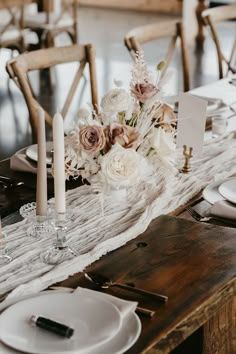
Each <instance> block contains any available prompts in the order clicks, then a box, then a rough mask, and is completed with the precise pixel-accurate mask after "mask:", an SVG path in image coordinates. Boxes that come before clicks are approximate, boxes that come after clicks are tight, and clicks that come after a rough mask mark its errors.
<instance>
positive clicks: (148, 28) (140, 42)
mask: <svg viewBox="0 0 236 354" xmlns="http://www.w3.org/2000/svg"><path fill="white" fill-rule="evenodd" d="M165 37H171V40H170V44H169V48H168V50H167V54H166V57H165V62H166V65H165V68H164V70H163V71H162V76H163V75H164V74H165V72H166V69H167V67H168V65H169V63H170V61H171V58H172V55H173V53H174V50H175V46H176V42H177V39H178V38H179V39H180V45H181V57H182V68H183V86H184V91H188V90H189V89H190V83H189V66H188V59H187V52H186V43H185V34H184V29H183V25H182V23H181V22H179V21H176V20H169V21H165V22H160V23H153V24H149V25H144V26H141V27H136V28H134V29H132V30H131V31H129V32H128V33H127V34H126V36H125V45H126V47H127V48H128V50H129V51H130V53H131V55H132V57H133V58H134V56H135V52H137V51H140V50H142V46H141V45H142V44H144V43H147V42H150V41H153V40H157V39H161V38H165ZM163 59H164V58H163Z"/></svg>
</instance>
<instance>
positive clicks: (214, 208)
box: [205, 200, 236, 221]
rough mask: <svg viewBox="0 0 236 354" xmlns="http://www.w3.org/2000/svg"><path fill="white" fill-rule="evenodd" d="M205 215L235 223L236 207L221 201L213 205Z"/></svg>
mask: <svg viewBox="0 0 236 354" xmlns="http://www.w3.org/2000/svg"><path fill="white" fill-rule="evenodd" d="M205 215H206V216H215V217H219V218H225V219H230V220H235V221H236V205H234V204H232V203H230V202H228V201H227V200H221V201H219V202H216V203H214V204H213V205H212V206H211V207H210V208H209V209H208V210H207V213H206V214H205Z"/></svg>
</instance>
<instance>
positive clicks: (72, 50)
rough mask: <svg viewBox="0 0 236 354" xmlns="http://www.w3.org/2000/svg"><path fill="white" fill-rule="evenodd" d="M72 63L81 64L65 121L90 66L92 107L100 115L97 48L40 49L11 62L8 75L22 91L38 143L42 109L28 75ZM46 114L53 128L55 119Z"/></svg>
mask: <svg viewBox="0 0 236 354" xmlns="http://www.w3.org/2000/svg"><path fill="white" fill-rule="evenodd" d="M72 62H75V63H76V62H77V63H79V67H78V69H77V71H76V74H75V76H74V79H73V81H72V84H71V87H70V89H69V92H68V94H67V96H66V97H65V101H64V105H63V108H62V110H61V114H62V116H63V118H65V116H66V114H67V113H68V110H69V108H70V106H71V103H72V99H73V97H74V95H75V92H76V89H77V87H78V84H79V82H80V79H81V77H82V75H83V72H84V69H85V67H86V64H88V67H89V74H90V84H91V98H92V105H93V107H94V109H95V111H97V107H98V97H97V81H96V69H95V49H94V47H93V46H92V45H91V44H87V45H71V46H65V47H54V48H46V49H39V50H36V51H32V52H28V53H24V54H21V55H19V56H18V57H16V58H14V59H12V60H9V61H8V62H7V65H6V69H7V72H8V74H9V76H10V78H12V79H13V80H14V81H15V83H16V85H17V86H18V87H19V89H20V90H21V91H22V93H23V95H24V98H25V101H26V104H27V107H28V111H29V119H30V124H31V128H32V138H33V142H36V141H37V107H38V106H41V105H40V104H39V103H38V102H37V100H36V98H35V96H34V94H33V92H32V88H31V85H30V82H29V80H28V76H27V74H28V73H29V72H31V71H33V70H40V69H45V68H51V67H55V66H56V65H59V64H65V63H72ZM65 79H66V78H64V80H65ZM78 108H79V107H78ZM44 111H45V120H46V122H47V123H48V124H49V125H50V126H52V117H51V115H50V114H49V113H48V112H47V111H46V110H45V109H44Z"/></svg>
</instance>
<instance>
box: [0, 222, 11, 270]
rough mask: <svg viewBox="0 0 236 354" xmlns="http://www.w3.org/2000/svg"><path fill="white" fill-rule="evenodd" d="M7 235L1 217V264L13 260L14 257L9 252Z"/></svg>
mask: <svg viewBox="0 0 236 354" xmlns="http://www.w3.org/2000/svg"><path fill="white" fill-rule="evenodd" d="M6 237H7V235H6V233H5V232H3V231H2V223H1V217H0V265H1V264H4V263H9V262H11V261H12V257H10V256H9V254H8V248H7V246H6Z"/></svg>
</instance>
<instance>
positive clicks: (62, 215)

▶ _ACTION ITEM_: Return all of the lines above unchanged, but leave out the picture.

▶ _REPLY_:
Each <instance> block contains any available prompts in the order clicks, then a box, then a rough mask, and is completed with the precise pixel-accurate mask after "mask:", an SVG path in image coordinates. Boxes that come before clicks are approximate, boxes that come after clicks are tight, and clicks that come after a rough mask mark its errors.
<instance>
positive clicks: (148, 28) (140, 42)
mask: <svg viewBox="0 0 236 354" xmlns="http://www.w3.org/2000/svg"><path fill="white" fill-rule="evenodd" d="M165 37H171V40H170V44H169V48H168V50H167V54H166V57H165V62H166V65H165V68H164V70H163V71H162V76H163V75H164V74H165V72H166V69H167V67H168V65H169V63H170V61H171V58H172V55H173V53H174V50H175V46H176V42H177V39H178V38H179V39H180V45H181V57H182V68H183V86H184V91H188V90H189V89H190V83H189V66H188V59H187V52H186V43H185V34H184V29H183V25H182V23H181V22H179V21H176V20H169V21H165V22H160V23H153V24H149V25H144V26H141V27H136V28H134V29H132V30H131V31H129V32H128V33H127V34H126V36H125V45H126V47H127V48H128V50H129V51H130V53H131V55H132V57H133V58H134V56H135V52H137V51H140V50H142V46H141V45H142V44H144V43H147V42H150V41H153V40H157V39H161V38H165ZM163 59H164V58H163Z"/></svg>
</instance>
<instance>
positive clicks: (214, 208)
box: [205, 200, 236, 221]
rough mask: <svg viewBox="0 0 236 354" xmlns="http://www.w3.org/2000/svg"><path fill="white" fill-rule="evenodd" d="M205 215L235 223L236 207L221 201L213 205Z"/></svg>
mask: <svg viewBox="0 0 236 354" xmlns="http://www.w3.org/2000/svg"><path fill="white" fill-rule="evenodd" d="M205 215H206V216H215V217H219V218H225V219H230V220H235V221H236V205H234V204H232V203H230V202H228V201H227V200H221V201H219V202H216V203H214V204H213V205H212V206H211V207H210V208H209V209H208V210H207V213H206V214H205Z"/></svg>
</instance>
<instance>
positive clicks: (72, 50)
rough mask: <svg viewBox="0 0 236 354" xmlns="http://www.w3.org/2000/svg"><path fill="white" fill-rule="evenodd" d="M72 63L81 64L65 121L90 66L92 107L100 115L97 48L40 49L11 62L8 75L22 91L38 143L42 109L28 75ZM46 114L53 128L55 119Z"/></svg>
mask: <svg viewBox="0 0 236 354" xmlns="http://www.w3.org/2000/svg"><path fill="white" fill-rule="evenodd" d="M72 62H75V63H76V62H77V63H79V67H78V69H77V71H76V74H75V76H74V79H73V81H72V84H71V87H70V89H69V92H68V94H67V96H66V97H65V101H64V105H63V108H62V110H61V114H62V116H63V118H65V116H66V114H67V113H68V110H69V108H70V106H71V103H72V99H73V97H74V95H75V92H76V89H77V87H78V84H79V82H80V79H81V77H82V75H83V72H84V69H85V67H86V64H88V67H89V74H90V84H91V98H92V105H93V107H94V109H95V111H97V107H98V97H97V81H96V69H95V49H94V47H93V46H92V45H91V44H87V45H71V46H65V47H54V48H46V49H39V50H36V51H32V52H28V53H24V54H21V55H19V56H18V57H16V58H14V59H12V60H9V61H8V62H7V65H6V69H7V72H8V74H9V76H10V78H12V79H13V80H14V81H15V83H16V85H17V86H18V87H19V89H20V90H21V91H22V93H23V95H24V98H25V101H26V104H27V107H28V111H29V119H30V124H31V128H32V138H33V142H36V141H37V107H38V106H41V105H40V104H39V103H38V102H37V100H36V98H35V96H34V94H33V92H32V88H31V85H30V82H29V80H28V76H27V74H28V73H29V72H31V71H33V70H40V69H45V68H51V67H55V66H56V65H59V64H65V63H72ZM65 79H66V78H64V80H65ZM78 108H79V107H78ZM44 111H45V120H46V122H47V123H48V124H49V125H50V126H52V117H51V115H50V114H49V113H48V112H47V111H46V110H45V109H44Z"/></svg>
</instance>
<instance>
box: [0, 222, 11, 270]
rough mask: <svg viewBox="0 0 236 354" xmlns="http://www.w3.org/2000/svg"><path fill="white" fill-rule="evenodd" d="M7 235L1 217V264L13 260L14 257L9 252Z"/></svg>
mask: <svg viewBox="0 0 236 354" xmlns="http://www.w3.org/2000/svg"><path fill="white" fill-rule="evenodd" d="M6 237H7V235H6V233H5V232H3V231H2V223H1V217H0V265H1V264H4V263H9V262H11V261H12V257H10V256H9V254H8V248H7V246H6Z"/></svg>
</instance>
<instance>
positive clicks: (62, 215)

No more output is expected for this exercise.